Go through the records below and report each line with "range" in it.
━━━ GIVEN DATA ━━━
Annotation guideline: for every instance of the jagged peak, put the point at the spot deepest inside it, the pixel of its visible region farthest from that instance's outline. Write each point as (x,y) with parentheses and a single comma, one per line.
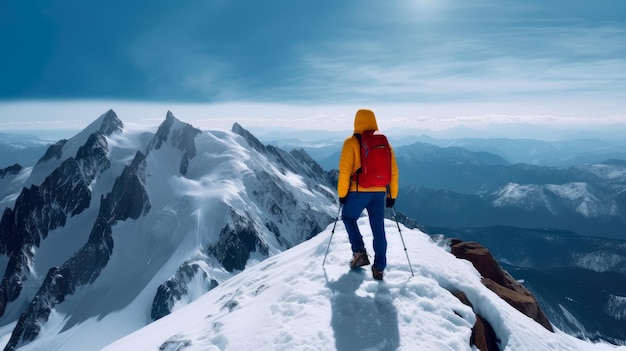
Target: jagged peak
(179,133)
(252,140)
(111,123)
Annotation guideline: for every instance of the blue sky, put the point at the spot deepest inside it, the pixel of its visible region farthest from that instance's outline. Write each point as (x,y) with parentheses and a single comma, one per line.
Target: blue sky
(420,62)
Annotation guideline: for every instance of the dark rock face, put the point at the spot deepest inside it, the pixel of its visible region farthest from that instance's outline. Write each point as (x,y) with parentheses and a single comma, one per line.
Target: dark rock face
(175,288)
(182,137)
(41,208)
(128,199)
(483,335)
(499,281)
(54,151)
(11,170)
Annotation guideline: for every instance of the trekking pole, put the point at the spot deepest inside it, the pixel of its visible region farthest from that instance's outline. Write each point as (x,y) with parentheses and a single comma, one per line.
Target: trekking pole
(400,231)
(332,232)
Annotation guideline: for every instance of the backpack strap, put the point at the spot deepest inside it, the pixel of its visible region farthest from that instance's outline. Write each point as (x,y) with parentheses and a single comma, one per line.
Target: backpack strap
(358,171)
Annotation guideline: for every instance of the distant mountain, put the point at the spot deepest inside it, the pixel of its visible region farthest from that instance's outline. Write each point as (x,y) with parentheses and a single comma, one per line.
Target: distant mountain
(562,153)
(116,223)
(23,149)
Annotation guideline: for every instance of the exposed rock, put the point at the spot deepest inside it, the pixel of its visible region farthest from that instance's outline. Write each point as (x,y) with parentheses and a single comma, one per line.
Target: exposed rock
(499,281)
(483,335)
(176,287)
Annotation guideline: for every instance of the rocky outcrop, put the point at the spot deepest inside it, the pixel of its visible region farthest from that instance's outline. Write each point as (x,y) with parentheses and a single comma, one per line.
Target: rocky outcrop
(499,281)
(483,335)
(128,199)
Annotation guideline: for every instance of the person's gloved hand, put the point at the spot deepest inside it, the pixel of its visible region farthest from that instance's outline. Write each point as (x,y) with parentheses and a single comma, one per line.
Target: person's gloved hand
(390,202)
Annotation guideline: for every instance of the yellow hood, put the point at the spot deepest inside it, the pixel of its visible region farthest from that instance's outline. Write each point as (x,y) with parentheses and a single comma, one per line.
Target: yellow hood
(364,120)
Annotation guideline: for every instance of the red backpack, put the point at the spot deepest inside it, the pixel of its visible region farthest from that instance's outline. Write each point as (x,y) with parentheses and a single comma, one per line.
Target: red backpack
(375,168)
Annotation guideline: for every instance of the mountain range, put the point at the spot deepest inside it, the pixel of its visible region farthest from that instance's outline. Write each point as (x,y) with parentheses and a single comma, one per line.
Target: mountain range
━━━
TASK RESPONSE =
Annotation guideline: for every instance of the mountain range, put the point at the spot deepest inside it, the pixel of its visible region farthest from that instance's outline. Write each point as (x,y) with parentheses and a single comma, one per line.
Target: mountain range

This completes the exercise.